● **Exercise prompt**: Print every one of the rows below line for line, leaving the pictures out.
*** Records provided ***
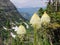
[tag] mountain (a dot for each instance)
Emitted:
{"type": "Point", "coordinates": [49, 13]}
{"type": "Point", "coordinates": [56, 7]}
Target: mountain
{"type": "Point", "coordinates": [8, 12]}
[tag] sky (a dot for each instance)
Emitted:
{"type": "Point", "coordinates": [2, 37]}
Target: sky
{"type": "Point", "coordinates": [29, 3]}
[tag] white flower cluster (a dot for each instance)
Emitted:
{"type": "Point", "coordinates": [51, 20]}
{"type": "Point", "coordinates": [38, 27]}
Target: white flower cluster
{"type": "Point", "coordinates": [36, 21]}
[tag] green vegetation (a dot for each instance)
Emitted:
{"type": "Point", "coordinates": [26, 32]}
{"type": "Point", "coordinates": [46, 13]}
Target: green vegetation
{"type": "Point", "coordinates": [46, 35]}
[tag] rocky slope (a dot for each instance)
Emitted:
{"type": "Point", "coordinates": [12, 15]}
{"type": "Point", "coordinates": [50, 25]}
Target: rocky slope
{"type": "Point", "coordinates": [8, 12]}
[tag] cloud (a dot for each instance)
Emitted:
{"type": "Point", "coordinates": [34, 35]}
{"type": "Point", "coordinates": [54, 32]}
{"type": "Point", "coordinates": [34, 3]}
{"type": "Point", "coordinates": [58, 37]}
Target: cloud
{"type": "Point", "coordinates": [29, 3]}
***
● **Exercise output**:
[tag] mountain (a dot for each instance)
Emitted:
{"type": "Point", "coordinates": [49, 13]}
{"type": "Point", "coordinates": [56, 7]}
Target: mountain
{"type": "Point", "coordinates": [8, 12]}
[tag] sky (a dot for each instance)
Emitted:
{"type": "Point", "coordinates": [2, 37]}
Target: sky
{"type": "Point", "coordinates": [29, 3]}
[tag] white flower cluster (a dot for each instance)
Emitted:
{"type": "Point", "coordinates": [51, 20]}
{"type": "Point", "coordinates": [38, 27]}
Target: white flower cluster
{"type": "Point", "coordinates": [36, 21]}
[tag] green vegetation (a dot for each instance)
Emitted:
{"type": "Point", "coordinates": [26, 32]}
{"type": "Point", "coordinates": [46, 13]}
Target: green vegetation
{"type": "Point", "coordinates": [46, 35]}
[tag] rocky slope (a dot for each instance)
Emitted:
{"type": "Point", "coordinates": [12, 15]}
{"type": "Point", "coordinates": [50, 25]}
Target: rocky slope
{"type": "Point", "coordinates": [8, 12]}
[tag] cloud (a dot for each instance)
Emitted:
{"type": "Point", "coordinates": [34, 35]}
{"type": "Point", "coordinates": [54, 32]}
{"type": "Point", "coordinates": [34, 3]}
{"type": "Point", "coordinates": [58, 37]}
Target: cloud
{"type": "Point", "coordinates": [29, 3]}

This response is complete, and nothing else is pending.